*原文*:
×

元宝塚・瀬戸かずや、コロナ禍でなければ表舞台に立ち続けることなかったかも――変わってしまった卒業の形「このままでいいのかな」

2022年11月11日 20:00
元宝塚・瀬戸かずや、コロナ禍でなければ表舞台に立ち続けることなかったかも――変わってしまった卒業の形「このままでいいのかな」

舞台やドラマに幅広く活動する元宝塚歌劇団・花組男役スターの瀬戸かずやさんは、退団時に新型コロナの影響を受ける形となった。当初は退団後に表に出る仕事をメインにするとは強く思っていなかったと言うが、「このままでいいのかな」という思いがあったという。一方、飛龍つかささんは声を使った仕事に興味があると話す。活躍の幅が広がるタカラジェンヌの“その後”に、熱烈な宝塚ファンである日本テレビアナウンサーの安藤翔アナ(妻が元タカラジェンヌ)、中島芽生アナ(宝塚音楽学校を4回受験)の2人が迫った。(・後編の後編)

■聖地「宝塚大劇場」の思い出

【宝塚をキーワードでひもとく「アプレジェンヌ辞典」】
本日のキーワードは「宝塚大劇場」。言わずと知れた宝塚歌劇団の本拠地にしてファンの聖地。2550席の大劇場と526席の小劇場・バウホールを有し、公演にちなんだメニューも楽しいレストランや各フロアにある売店、宝塚歌劇の殿堂、ラインダンスや大劇場デザインの消印が押される郵便局、タカラジェンヌ変身写真が撮れるステージスタジオなど、まさに1日いても飽きない夢の空間。ロビーで出迎える大階段でタカラジェンヌ気分を味わってみては。

(安藤アナ):ファンはテンション上がりっぱなしの大劇場ですね。瀬戸さんは大劇場のお気に入りの場所はどこですか。

(瀬戸さん):お気に入りの場所ですか。大劇場でいいますと大階段から見るパレードの時の景色とか。

(中島アナ):そっち側ですね。

(瀬戸さん):そうですね。過ごすのはそっち側の方が多いので。もう本当に圧巻ですし、舞台上、オーケストラ、そして客席のお客さまも全てが一つに見えるので、贅沢でありがたい。ここを目指して良かったと毎回思える空間ですね。

(安藤アナ):飛龍さんは退団されたばかりですけれど、いかがですか。

(飛龍さん):大階段は私もやっぱり大好きですね。宝塚大劇場は東京の宝塚劇場と比べてもさらに大きいので。その大きさを実感できる大階段からの景色は忘れられないです。あとはスポットライトがすごい。周りが何にも見えなくなるくらいの強い光。人生そう浴びることがないですよ。

(瀬戸さん):なんかこう舞台を見ていると普通に見えるじゃないですか。こちらから見ると真っ白なんですよ。あまりにも照らされすぎて。

(中島アナ):そんな中でもしっかり目を開いて、お客さんの顔を見ながら演じる。

(瀬戸さん):なかなか不思議な空間になります。

■コロナで変わってしまった卒業の形

(中島アナ):この宝塚大劇場を卒業されたお二人に、退団後のお話を伺ってまいります。瀬戸さんはご卒業から丸1年たったところ。以前のインタビューでは「時間の流れが変わった」とお話をされていましたが、その後はいかがですか。

*提供データ*:

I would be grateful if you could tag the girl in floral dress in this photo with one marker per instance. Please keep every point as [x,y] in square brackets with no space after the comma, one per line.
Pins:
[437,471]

*次の課題*:
[1] 原文の「(瀬戸さん):そうですね。過」から「白なんですよ。あまりにも照らされすぎて。」までの部分を、「スポットライト」を「照明」に入れ替えて書き直してください。
[2] 次の(a)〜(c)が原文の内容と合っているかどうかを、「はい」か「いいえ」で答えてください。それぞれ、判断の根拠となる原文の語句をそのまま引用してください。
(a) 宝塚大劇場の大劇場は2550席である。
(b) 飛龍つかささんは退団から丸1年がたっている。
(c) 中島芽生アナは宝塚音楽学校を4回受験した。
[3] 原文に基づいて、次の問いに答えてください。
(a) 小劇場・バウホールは何席ですか。
(b) 安藤翔アナの妻は何者だと書かれていますか。
(c) 飛龍さんは、宝塚大劇場は東京の宝塚劇場と比べてどうだと話していますか。

*順番の解答*:
[1]
(瀬戸さん):そうですね。過ごすのはそっち側の方が多いので。もう本当に圧巻ですし、舞台上、オーケストラ、そして客席のお客さまも全てが一つに見えるので、贅沢でありがたい。ここを目指して良かったと毎回思える空間ですね。

(安藤アナ):飛龍さんは退団されたばかりですけれど、いかがですか。

(飛龍さん):大階段は私もやっぱり大好きですね。宝塚大劇場は東京の宝塚劇場と比べてもさらに大きいので。その大きさを実感できる大階段からの景色は忘れられないです。あとは照明がすごい。周りが何にも見えなくなるくらいの強い光。人生そう浴びることがないですよ。

(瀬戸さん):なんかこう舞台を見ていると普通に見えるじゃないですか。こちらから見ると真っ白なんですよ。あまりにも照らされすぎて。

[2]
(a) はい。「2550席の大劇場」とあります。
(b) いいえ。「飛龍さんは退団されたばかりですけれど」とあります。
(c) はい。「中島芽生アナ(宝塚音楽学校を4回受験)」とあります。

[3]
(a) バウホールは526席です。
(b) 安藤翔アナの妻は元タカラジェンヌだと書かれています。
(c) 飛龍さんは、宝塚大劇場は東京の宝塚劇場と比べてもさらに大きいと話しています。